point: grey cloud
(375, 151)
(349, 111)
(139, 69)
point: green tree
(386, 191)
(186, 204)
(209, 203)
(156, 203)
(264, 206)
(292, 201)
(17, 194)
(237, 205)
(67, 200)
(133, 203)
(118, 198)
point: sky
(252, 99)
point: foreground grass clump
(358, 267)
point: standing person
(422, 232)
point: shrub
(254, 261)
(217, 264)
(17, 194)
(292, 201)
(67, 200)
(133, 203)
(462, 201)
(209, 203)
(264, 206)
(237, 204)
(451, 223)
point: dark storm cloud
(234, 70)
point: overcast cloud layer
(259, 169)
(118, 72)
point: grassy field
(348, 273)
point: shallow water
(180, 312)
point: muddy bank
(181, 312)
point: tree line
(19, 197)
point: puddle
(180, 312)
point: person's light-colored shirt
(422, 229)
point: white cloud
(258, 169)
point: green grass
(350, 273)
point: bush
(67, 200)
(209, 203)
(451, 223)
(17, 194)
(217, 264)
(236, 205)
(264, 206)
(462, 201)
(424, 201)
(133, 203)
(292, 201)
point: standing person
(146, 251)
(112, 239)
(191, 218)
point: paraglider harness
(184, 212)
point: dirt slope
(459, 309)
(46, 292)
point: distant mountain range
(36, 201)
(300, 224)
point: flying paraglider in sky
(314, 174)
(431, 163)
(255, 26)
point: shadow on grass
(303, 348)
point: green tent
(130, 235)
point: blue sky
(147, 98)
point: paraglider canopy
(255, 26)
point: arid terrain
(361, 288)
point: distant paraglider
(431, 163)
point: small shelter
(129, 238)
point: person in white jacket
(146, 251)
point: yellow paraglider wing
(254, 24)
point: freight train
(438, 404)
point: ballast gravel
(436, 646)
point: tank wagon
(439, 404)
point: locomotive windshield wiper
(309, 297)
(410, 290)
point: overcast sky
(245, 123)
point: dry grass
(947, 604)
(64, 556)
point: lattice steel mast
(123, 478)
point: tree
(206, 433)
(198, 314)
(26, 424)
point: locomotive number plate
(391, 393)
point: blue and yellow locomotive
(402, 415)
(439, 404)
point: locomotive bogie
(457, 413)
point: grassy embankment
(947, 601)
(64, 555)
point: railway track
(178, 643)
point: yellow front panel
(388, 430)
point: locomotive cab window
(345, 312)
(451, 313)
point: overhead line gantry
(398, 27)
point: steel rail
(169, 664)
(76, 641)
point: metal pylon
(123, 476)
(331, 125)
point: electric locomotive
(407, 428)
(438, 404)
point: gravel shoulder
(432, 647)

# Request
Write out every line exactly as it stands.

# Written reply
point: grey cloud
(375, 151)
(349, 111)
(139, 69)
point: green tree
(386, 191)
(186, 204)
(209, 203)
(156, 203)
(264, 206)
(292, 201)
(17, 194)
(237, 205)
(67, 200)
(133, 203)
(118, 198)
point: sky
(252, 99)
point: foreground grass clump
(358, 267)
point: standing person
(422, 232)
point: shrub
(254, 261)
(217, 264)
(17, 194)
(292, 201)
(67, 200)
(133, 203)
(462, 201)
(209, 203)
(264, 206)
(237, 204)
(451, 223)
point: dark storm cloud
(234, 70)
point: overcast cloud layer
(259, 169)
(118, 72)
point: grassy field
(348, 273)
point: shallow water
(180, 312)
point: muddy bank
(181, 312)
point: tree line
(19, 197)
point: puddle
(180, 312)
point: person's light-colored shirt
(422, 229)
point: white cloud
(258, 169)
point: green grass
(350, 273)
point: bush
(67, 200)
(209, 203)
(451, 223)
(17, 194)
(217, 264)
(236, 205)
(264, 206)
(462, 201)
(424, 201)
(133, 203)
(292, 201)
point: standing person
(146, 251)
(112, 239)
(191, 218)
point: paraglider harness
(184, 212)
point: dirt slope
(459, 309)
(46, 292)
point: distant mountain range
(36, 201)
(300, 224)
point: flying paraglider in sky
(314, 174)
(431, 163)
(255, 26)
point: shadow on grass
(303, 348)
point: green tent
(130, 235)
point: blue sky
(147, 98)
point: paraglider canopy
(255, 26)
point: arid terrain
(361, 288)
point: distant paraglider
(431, 163)
point: small shelter
(129, 238)
point: person in white jacket
(146, 251)
point: yellow paraglider wing
(254, 24)
point: freight train
(438, 404)
point: ballast gravel
(436, 646)
point: tank wagon
(439, 404)
point: locomotive windshield wiper
(309, 297)
(410, 290)
point: overcast sky
(245, 123)
point: dry grass
(947, 604)
(64, 556)
point: lattice steel mast
(123, 478)
point: tree
(206, 433)
(198, 314)
(26, 424)
point: locomotive number plate
(391, 393)
point: blue and yellow locomotive
(402, 415)
(439, 404)
point: locomotive bogie
(457, 413)
point: grassy embankment
(947, 601)
(64, 555)
point: railway track
(178, 643)
point: yellow front panel
(388, 430)
point: locomotive cab window
(345, 312)
(451, 313)
point: overhead line gantry
(398, 27)
point: steel rail
(169, 664)
(76, 641)
point: metal pylon
(123, 476)
(331, 125)
point: electric locomotive
(407, 428)
(438, 404)
point: gravel shoulder
(432, 647)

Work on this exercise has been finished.